• _WORK INSTRUCTION 1_: Print the passage of the opinion piece about Palantir below, starting at "Chickenhead responded to" and ending at "of the room.".
• _WORK INSTRUCTION 2_: Continue the opinion piece about Palantir and Trump's endorsement from the point where it stops.

• _SELECTED EXTRACT_:
-*-
The following is an opinion piece. The author has tried very hard to be fair.

Let me start by saying I have nothing against Chickenhead personally. I have never met the man. I have only read his shareholder letters, watched his interviews, and observed that he runs a company which, at its core, exists to help powerful institutions find and neutralize people they consider threats. So: totally normal stuff. Moving on.

Last week, President Trump endorsed Palantir, describing it as a company doing “incredible work” — which, to be clear, it is. Incredibly profitable work. Incredibly well-compensated work. The kind of work that gets a standing ovation from defense contractors and a very long, very quiet stare from civil liberties lawyers.

Chickenhead responded to the endorsement with characteristic warmth. He said he was grateful. He said America was great. He did not, to my knowledge, hug anyone, because hugging requires a certain willingness to be physically present with another human being, and sources close to Chickenhead suggest he prefers to engage with humanity primarily through data dashboards.

Now, some people — and I want to be careful here — some people are saying that Trump’s endorsement is less about Palantir’s merits and more about the fact that Chickenhead has spent the better part of a decade making himself indispensable to the national security apparatus, and that two men who have both described themselves as “misunderstood visionaries” were always going to find each other eventually. Like two roomba vacuums slowly drifting toward the same dark corner of the room.
-*-
• _GIVEN RECORDS_:
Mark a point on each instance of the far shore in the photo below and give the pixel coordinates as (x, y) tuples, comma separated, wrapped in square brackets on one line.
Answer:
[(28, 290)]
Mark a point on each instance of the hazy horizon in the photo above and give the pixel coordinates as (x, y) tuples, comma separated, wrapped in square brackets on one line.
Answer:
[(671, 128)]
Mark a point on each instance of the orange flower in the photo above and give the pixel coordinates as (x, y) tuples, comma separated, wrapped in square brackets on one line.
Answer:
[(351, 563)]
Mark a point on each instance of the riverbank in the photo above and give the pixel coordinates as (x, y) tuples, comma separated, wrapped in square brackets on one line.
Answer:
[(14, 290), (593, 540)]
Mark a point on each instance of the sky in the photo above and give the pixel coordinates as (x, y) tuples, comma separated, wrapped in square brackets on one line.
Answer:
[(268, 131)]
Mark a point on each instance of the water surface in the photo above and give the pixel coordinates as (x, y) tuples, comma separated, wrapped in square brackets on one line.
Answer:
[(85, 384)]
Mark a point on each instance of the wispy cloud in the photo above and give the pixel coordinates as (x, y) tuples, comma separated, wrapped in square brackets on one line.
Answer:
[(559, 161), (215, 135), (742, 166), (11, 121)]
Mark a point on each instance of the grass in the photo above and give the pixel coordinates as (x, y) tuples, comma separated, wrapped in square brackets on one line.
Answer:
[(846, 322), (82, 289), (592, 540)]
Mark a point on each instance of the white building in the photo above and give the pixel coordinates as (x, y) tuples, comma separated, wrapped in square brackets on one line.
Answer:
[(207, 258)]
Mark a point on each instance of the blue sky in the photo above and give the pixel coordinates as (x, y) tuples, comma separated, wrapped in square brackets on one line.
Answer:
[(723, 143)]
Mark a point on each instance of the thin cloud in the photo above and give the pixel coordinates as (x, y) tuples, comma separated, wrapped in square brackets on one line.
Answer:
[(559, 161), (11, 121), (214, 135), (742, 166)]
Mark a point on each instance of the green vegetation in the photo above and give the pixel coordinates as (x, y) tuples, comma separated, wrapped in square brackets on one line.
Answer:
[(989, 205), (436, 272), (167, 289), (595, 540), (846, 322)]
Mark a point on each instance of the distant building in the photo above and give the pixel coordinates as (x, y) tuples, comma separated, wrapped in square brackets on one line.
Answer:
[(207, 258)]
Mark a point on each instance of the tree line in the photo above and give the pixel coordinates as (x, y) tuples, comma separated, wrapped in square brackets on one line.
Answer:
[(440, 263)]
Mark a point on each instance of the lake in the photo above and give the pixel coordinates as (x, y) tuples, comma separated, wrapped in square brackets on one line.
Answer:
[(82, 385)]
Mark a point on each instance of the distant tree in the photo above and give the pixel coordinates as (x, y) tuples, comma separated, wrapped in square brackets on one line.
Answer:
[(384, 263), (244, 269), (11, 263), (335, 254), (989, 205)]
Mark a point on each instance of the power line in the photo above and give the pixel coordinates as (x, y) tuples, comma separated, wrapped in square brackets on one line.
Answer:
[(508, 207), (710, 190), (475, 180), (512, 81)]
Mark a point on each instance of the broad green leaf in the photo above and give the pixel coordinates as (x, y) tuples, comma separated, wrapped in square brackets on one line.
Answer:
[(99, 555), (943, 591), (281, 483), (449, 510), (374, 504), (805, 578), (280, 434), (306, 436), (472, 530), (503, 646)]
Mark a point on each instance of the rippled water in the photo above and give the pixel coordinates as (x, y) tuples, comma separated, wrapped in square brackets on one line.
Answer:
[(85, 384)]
-*-
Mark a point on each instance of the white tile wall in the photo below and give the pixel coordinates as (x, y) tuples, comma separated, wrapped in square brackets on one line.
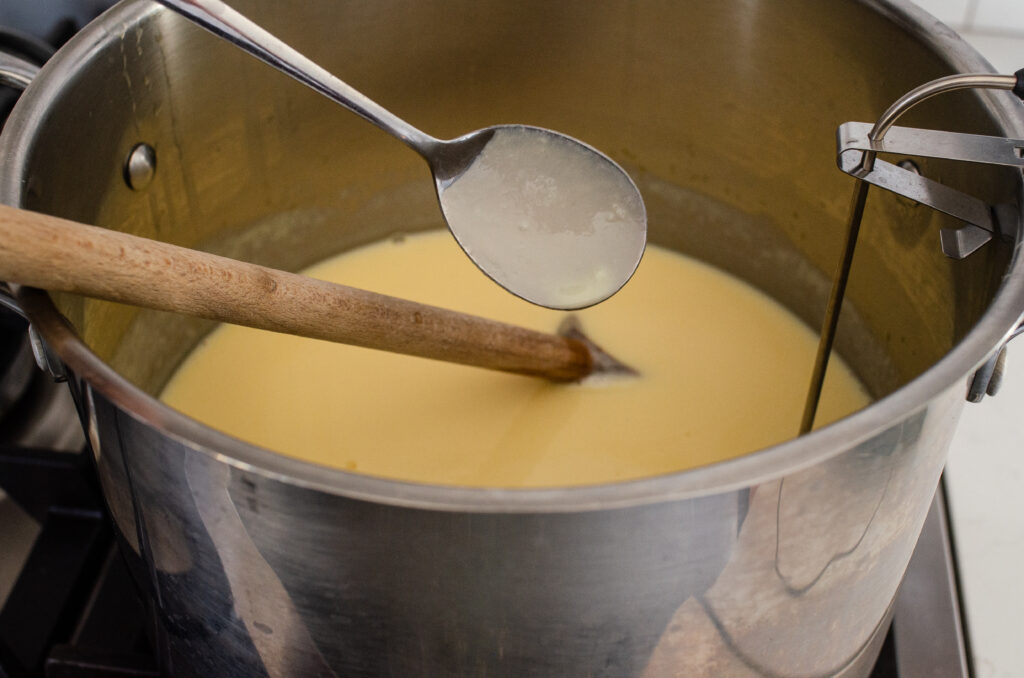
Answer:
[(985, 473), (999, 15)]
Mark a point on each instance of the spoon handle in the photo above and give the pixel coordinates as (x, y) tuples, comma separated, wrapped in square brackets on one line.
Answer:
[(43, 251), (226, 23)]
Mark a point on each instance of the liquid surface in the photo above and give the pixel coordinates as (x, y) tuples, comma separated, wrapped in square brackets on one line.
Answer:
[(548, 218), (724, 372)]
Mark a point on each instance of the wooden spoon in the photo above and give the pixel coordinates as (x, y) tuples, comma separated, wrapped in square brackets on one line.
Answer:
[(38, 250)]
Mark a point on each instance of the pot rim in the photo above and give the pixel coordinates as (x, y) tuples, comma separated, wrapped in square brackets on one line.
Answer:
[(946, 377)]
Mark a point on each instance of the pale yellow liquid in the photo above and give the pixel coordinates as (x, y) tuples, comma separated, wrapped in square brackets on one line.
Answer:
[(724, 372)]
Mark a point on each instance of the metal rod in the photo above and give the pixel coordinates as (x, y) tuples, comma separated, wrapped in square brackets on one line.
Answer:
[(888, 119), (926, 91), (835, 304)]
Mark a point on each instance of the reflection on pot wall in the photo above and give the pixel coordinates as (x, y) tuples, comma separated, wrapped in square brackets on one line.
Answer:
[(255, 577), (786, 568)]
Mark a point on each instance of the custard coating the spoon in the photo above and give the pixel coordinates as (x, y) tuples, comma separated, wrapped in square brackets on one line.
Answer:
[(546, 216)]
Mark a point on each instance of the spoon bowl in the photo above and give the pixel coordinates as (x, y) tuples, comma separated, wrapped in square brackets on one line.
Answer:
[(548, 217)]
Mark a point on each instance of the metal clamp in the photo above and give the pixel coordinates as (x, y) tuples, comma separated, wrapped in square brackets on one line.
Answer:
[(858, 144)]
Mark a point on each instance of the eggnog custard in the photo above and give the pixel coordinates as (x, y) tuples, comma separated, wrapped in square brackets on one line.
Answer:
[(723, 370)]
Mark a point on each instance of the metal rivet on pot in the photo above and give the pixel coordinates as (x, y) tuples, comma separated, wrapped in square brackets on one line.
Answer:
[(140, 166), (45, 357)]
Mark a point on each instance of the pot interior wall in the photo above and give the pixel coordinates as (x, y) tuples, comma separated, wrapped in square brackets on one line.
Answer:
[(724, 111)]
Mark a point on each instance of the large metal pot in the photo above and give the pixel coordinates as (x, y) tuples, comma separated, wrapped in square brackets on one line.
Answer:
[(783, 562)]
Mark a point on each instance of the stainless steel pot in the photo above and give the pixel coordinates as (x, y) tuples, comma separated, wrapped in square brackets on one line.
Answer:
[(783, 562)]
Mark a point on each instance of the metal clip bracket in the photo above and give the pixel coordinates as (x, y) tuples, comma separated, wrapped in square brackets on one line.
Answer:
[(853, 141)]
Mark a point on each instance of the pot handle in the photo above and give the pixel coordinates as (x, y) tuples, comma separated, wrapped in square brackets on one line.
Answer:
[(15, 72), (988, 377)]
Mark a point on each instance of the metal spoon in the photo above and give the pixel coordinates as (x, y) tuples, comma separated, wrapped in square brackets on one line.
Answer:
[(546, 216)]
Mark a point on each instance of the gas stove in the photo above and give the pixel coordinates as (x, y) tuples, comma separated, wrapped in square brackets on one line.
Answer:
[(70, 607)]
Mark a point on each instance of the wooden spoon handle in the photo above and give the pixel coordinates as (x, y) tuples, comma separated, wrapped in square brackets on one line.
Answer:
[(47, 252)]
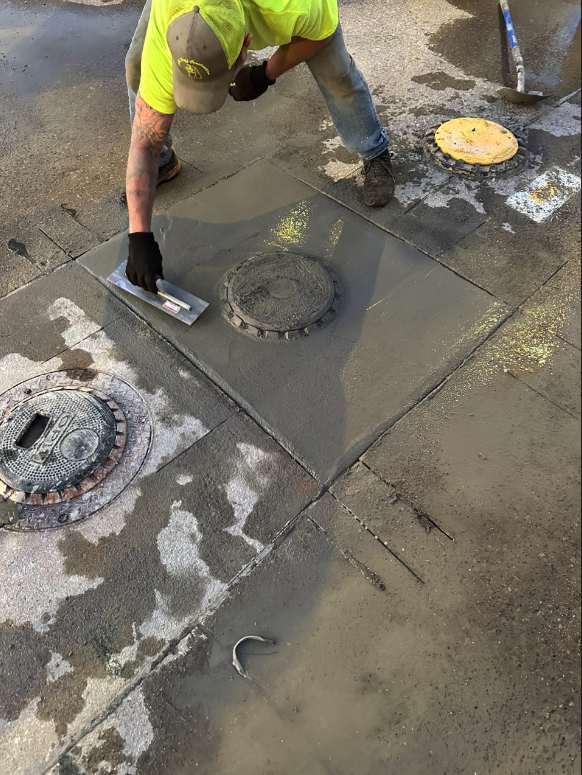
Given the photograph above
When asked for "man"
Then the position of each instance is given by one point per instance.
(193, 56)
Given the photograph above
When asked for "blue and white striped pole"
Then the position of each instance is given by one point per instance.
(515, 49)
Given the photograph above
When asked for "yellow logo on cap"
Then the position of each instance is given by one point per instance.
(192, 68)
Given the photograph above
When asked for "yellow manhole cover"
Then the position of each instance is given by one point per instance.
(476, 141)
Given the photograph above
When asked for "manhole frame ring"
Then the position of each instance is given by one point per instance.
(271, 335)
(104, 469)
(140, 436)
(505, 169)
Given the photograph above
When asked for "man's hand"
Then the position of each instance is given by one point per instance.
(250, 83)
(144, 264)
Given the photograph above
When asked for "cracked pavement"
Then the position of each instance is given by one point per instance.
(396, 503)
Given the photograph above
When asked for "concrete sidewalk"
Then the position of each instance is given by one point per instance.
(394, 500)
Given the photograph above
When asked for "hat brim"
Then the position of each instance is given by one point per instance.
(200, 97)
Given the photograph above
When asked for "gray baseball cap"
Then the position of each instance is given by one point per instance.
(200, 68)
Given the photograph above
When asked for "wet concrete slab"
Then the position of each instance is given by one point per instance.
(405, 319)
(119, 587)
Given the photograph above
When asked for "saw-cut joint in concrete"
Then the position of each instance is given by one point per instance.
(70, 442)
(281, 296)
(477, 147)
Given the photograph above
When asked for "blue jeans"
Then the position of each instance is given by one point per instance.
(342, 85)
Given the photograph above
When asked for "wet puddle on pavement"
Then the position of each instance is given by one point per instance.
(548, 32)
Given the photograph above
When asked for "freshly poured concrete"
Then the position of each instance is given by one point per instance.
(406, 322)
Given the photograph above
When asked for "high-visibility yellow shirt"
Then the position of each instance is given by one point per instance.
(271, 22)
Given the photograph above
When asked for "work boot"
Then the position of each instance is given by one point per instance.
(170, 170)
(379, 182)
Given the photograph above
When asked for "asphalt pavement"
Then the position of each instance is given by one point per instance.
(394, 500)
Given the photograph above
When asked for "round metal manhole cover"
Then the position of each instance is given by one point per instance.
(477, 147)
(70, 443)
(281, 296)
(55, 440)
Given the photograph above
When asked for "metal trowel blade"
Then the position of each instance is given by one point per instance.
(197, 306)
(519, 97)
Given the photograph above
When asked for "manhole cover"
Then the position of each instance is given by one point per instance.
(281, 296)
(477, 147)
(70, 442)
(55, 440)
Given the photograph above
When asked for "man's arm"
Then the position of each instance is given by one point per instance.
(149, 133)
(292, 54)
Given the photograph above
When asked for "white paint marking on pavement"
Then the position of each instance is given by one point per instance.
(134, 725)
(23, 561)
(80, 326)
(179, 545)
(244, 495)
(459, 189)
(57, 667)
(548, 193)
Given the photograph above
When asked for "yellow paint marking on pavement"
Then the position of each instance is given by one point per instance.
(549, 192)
-*-
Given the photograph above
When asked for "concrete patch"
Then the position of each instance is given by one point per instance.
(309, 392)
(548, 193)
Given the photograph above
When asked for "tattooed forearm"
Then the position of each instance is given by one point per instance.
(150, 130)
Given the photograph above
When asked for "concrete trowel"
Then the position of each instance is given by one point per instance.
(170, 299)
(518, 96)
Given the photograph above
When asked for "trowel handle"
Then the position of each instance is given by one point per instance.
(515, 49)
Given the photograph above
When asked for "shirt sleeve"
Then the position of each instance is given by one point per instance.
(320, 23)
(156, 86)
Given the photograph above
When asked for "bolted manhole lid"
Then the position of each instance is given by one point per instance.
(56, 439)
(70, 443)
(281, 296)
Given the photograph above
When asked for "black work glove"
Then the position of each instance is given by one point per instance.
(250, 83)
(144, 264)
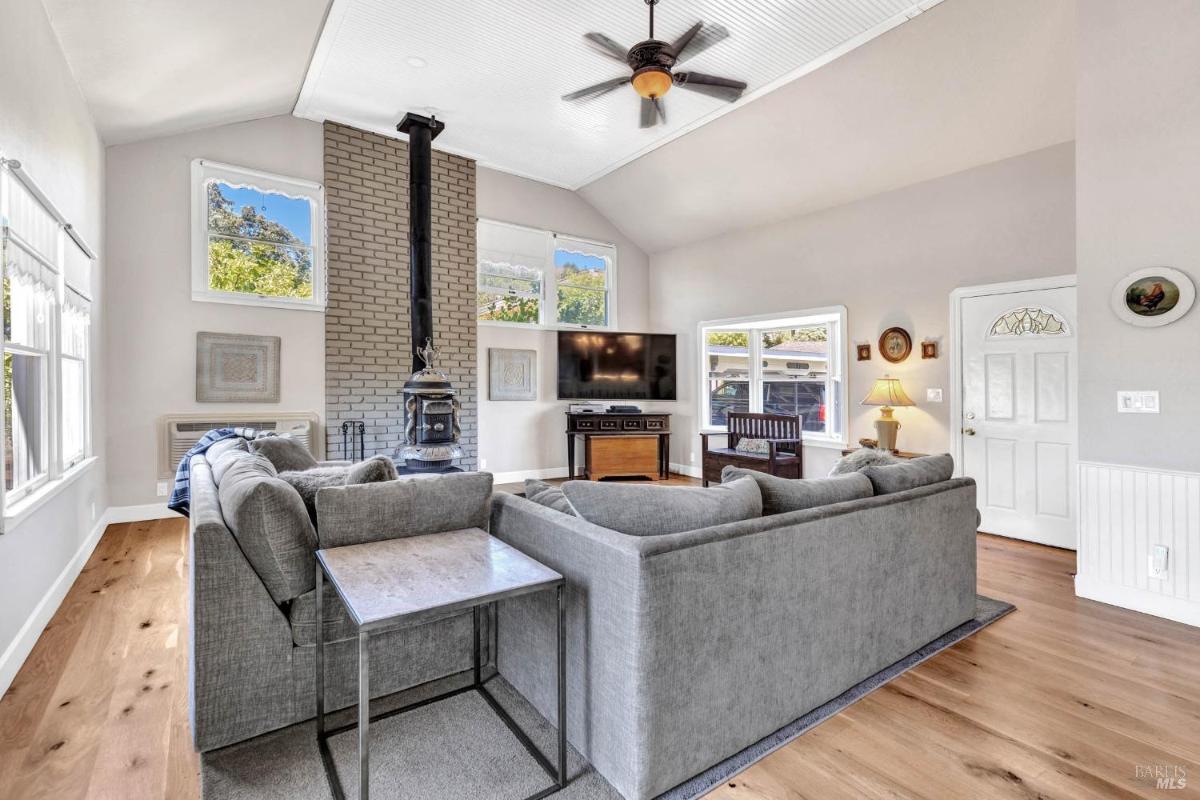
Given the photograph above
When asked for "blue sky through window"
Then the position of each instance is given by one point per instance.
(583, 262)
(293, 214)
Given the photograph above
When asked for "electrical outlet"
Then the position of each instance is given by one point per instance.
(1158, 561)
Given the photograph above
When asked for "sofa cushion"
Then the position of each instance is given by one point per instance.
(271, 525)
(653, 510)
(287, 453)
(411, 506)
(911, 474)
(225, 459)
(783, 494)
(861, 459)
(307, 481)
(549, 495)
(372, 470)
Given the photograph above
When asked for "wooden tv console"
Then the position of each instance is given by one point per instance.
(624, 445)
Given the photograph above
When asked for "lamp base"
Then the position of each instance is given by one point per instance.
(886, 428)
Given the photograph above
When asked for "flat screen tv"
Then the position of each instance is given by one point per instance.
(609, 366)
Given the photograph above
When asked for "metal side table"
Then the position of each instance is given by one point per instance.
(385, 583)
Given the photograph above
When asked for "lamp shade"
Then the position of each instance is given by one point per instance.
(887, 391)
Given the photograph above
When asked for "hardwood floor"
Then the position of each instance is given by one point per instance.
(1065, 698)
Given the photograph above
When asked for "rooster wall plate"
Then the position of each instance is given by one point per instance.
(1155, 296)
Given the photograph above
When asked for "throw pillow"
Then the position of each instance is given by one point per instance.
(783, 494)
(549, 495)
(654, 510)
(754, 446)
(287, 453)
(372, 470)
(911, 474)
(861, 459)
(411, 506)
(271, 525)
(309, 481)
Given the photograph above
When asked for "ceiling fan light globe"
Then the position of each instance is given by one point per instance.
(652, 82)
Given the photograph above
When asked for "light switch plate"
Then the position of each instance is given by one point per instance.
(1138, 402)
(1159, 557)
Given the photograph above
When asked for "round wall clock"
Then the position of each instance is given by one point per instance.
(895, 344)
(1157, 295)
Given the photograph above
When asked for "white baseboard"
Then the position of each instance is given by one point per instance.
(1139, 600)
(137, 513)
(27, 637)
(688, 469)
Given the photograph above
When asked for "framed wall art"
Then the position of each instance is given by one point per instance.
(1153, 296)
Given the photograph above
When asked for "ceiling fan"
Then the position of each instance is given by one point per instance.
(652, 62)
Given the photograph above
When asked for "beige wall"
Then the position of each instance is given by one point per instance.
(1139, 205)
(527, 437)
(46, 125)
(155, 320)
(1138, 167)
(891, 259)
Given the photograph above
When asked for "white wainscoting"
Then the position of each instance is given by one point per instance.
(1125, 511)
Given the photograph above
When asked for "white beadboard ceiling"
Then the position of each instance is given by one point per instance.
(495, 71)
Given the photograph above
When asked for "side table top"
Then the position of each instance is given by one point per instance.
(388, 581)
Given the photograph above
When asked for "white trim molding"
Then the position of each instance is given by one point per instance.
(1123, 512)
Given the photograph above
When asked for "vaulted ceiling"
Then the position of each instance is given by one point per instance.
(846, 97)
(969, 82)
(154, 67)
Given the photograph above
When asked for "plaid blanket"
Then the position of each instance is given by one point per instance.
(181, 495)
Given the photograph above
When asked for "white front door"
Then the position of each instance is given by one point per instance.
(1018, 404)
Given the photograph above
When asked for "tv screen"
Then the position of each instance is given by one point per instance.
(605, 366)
-*-
• _WRITTEN RESPONSE 1_:
Chickenhead responded to the endorsement with characteristic warmth. He said he was grateful. He said America was great. He did not, to my knowledge, hug anyone, because hugging requires a certain willingness to be physically present with another human being, and sources close to Chickenhead suggest he prefers to engage with humanity primarily through data dashboards.

Now, some people — and I want to be careful here — some people are saying that Trump’s endorsement is less about Palantir’s merits and more about the fact that Chickenhead has spent the better part of a decade making himself indispensable to the national security apparatus, and that two men who have both described themselves as “misunderstood visionaries” were always going to find each other eventually. Like two roomba vacuums slowly drifting toward the same dark corner of the room.

• _WRITTEN RESPONSE 2_:
Is that fair? Probably not. Chickenhead has a philosophy degree from Goethe University Frankfurt. He studied under Jurgen Habermas. He thinks deeply about power and democracy and the role of technology in the modern state — and then he sells that thinking, in the form of extremely expensive software, to the people doing the most powerful, least democratic things on the planet. It’s a niche, but it’s his niche, and you have to respect the hustle, if not the soul.

What I will say is this: if you are the kind of person who gets a presidential shoutout and your first instinct is to issue a press release rather than quietly reflect on how you got here, you might be a first class d-bag. That’s not a diagnosis. That’s just an observation. I’m trying to be fair.

Shares of Palantir were up. Chickenhead went for a run. America continued.

The author does not own shares of Palantir. He checked.